## START Excerpted passage

2015-08-05 Thread H.J. Lu
- Forwarded message from "H.J. Lu"  -

Date: Wed, 5 Aug 2015 13:24:20 -0700
From: "H.J. Lu" 
To: g...@gcc.gnu.org
Cc: Eric Botcazou , Steven Bosscher
, Richard Sandiford 
Subject: [PATCH] PR rtl-optimization/67029: gcc-5.2.0 unable to find a register
to spill with O3 fsched-pressure fschedule-insns
User-Agent: Mutt/1.5.23 (2014-03-12)

Since ira_implicitly_set_insn_hard_regs may be called outside of
ira-lives.c, it can't use the local variable, preferred_alternatives.
This patch adds an alternative_mask argument to
ira_implicitly_set_insn_hard_regs.

OK for master and 5 branch if there are no regressions on Linux/x86-64?

H.J.
---
gcc/

PR rtl-optimization/67029
* ira-color.c: Include "recog.h" before including "ira-int.h".
* target-globals.c: Likewise.
* ira-lives.c (ira_implicitly_set_insn_hard_regs): Add an
adds an alternative_mask argument and use it instead of
preferred_alternatives.
* ira.h (ira_implicitly_set_insn_hard_regs): Moved to ...
* ira-int.h (ira_implicitly_set_insn_hard_regs): Here.
* sched-deps.c: Include "ira-int.h" after including "ira.h".
(sched_analyze_insn): Update call to
ira_implicitly_set_insn_hard_regs.
* sel-sched.c: Include "ira-int.h" after including "ira.h".
(implicit_clobber_conflict_p): Update call to
ira_implicitly_set_insn_hard_regs.

gcc/testsuite/

PR rtl-optimization/67029
* gcc.dg/pr67029.c: New test.
---
 gcc/ira-color.c|  1 +
 gcc/ira-int.h  |  2 ++
 gcc/ira-lives.c|  4 ++--
 gcc/ira.h  |  1 -
 gcc/sched-deps.c   |  4 +++-
 gcc/sel-sched.c|  4 +++-
 gcc/target-globals.c   |  1 +
 gcc/testsuite/gcc.dg/pr67029.c | 14 ++
 8 files changed, 26 insertions(+), 5 deletions(-)

## END Excerpted passage

→ Directions:
• a. Answer these questions about the patch email:
(i) What kind of argument does the patch add to ira_implicitly_set_insn_hard_regs?
(ii) To which header file is ira_implicitly_set_insn_hard_regs moved?
(iii) How many files does the patch change in total?
• b. Lay out the records, from the line containing "Expected: for every instance of the red" through the end of the records, as a two-column CSV with the columns input and output and one row per input-output pair. Put each value in a single quoted field, with line breaks replaced by spaces.
The records that follow come from a source unrelated to the patch email.

## START Data in this exercise

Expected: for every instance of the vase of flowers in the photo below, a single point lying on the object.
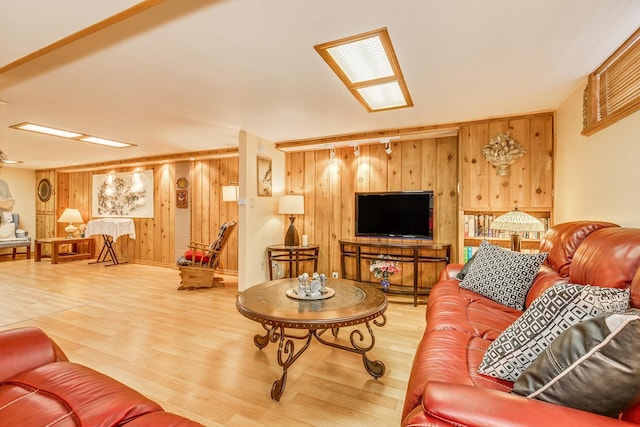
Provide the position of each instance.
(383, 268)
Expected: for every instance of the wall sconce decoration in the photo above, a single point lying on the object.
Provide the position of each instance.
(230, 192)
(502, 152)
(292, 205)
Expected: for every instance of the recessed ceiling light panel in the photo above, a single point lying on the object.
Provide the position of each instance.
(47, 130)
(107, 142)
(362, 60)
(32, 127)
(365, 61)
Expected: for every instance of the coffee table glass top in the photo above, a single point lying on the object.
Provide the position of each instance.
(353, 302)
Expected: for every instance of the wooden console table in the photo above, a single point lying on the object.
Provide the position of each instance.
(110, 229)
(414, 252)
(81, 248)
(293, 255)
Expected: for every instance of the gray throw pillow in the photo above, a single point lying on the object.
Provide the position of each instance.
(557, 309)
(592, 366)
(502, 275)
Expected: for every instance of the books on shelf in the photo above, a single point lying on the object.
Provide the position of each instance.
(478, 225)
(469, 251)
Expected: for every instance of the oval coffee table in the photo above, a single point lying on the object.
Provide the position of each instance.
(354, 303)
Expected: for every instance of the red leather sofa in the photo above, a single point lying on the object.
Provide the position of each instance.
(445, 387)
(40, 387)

## END Data in this exercise

→ Answer list:
• a.
(i) An alternative_mask argument.
(ii) ira-int.h.
(iii) Eight files.

• b.
input,output
"Expected: for every instance of the red leather sofa in the photo above, a single point lying on the object. Provide the position of each instance.","(445, 387) (40, 387)"